◆ STORED RECORDS ◆
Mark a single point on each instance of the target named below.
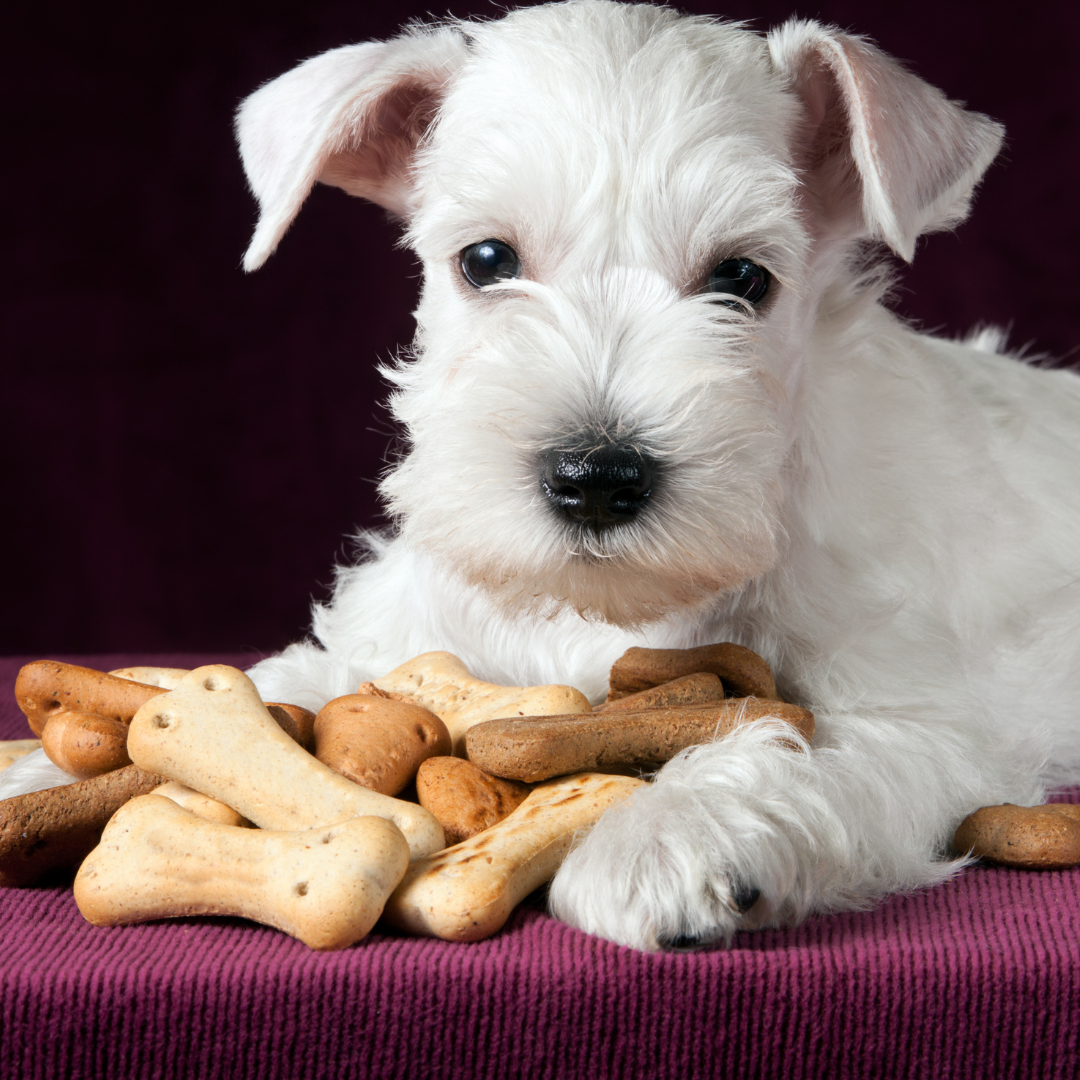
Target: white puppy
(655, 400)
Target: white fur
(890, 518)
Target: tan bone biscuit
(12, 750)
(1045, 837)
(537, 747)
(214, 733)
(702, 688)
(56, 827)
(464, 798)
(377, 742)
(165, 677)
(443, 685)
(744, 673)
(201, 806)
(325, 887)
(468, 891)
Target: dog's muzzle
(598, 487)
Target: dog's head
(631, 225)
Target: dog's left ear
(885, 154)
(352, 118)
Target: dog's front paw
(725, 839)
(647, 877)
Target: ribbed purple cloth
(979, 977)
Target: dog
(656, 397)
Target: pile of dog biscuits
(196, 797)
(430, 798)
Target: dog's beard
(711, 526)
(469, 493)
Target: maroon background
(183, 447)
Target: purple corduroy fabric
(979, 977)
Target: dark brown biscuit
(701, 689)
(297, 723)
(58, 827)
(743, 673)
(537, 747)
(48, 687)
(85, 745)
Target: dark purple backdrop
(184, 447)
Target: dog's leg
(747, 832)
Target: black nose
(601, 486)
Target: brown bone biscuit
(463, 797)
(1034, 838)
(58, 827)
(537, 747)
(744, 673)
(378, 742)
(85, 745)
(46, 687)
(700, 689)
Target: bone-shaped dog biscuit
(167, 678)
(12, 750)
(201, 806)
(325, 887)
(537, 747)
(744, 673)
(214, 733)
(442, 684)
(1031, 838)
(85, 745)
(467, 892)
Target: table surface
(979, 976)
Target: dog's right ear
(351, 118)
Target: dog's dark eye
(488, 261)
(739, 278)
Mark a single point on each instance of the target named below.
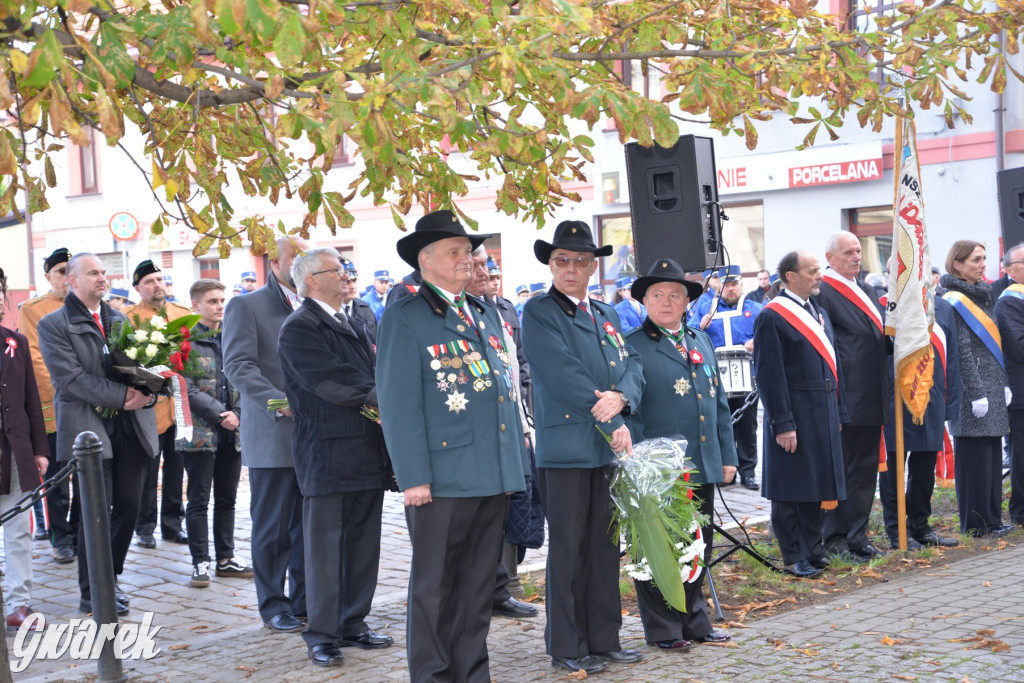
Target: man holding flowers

◆ THE PROBLEM ◆
Format the material from the line containing "Target: pile of dog biscuits" through the end of the material as a Markdown table with the columns Row and Material line. Number each line in Row and put the line itself in Material line, leaving out blank lines and pictures.

◆ PROBLEM SOLUTION ◆
| Row | Material line |
|---|---|
| 1 | Target: pile of dog biscuits |
| 2 | (196, 797) |
| 3 | (430, 798) |
| 4 | Target: dog's beard |
| 5 | (711, 526) |
| 6 | (469, 493) |
| 7 | Target: maroon background |
| 8 | (183, 447) |
| 9 | Target: purple corduroy fabric |
| 10 | (979, 977) |
| 11 | Target: dark brown biscuit |
| 12 | (701, 689) |
| 13 | (297, 723) |
| 14 | (58, 827) |
| 15 | (743, 673) |
| 16 | (537, 747) |
| 17 | (48, 687) |
| 18 | (85, 745) |
| 19 | Target: dark purple backdrop |
| 20 | (184, 447) |
| 21 | Target: dog's leg |
| 22 | (747, 832) |
| 23 | Target: black nose |
| 24 | (601, 486) |
| 25 | Target: brown bone biscuit |
| 26 | (463, 797) |
| 27 | (1034, 838) |
| 28 | (58, 827) |
| 29 | (537, 747) |
| 30 | (744, 673) |
| 31 | (378, 742) |
| 32 | (85, 745) |
| 33 | (46, 687) |
| 34 | (700, 689) |
| 35 | Target: bone-shaped dog biscuit |
| 36 | (167, 678) |
| 37 | (12, 750) |
| 38 | (201, 806) |
| 39 | (325, 887) |
| 40 | (537, 747) |
| 41 | (744, 673) |
| 42 | (214, 733) |
| 43 | (442, 684) |
| 44 | (1031, 838) |
| 45 | (85, 745) |
| 46 | (467, 892) |
| 47 | Target: table surface |
| 48 | (979, 976) |
| 49 | Target: dog's right ear |
| 50 | (351, 118) |
| 51 | Target: dog's dark eye |
| 52 | (488, 261) |
| 53 | (739, 278) |
| 54 | Mark a single point on each instance of the target named below. |
| 55 | Target: man holding flowers |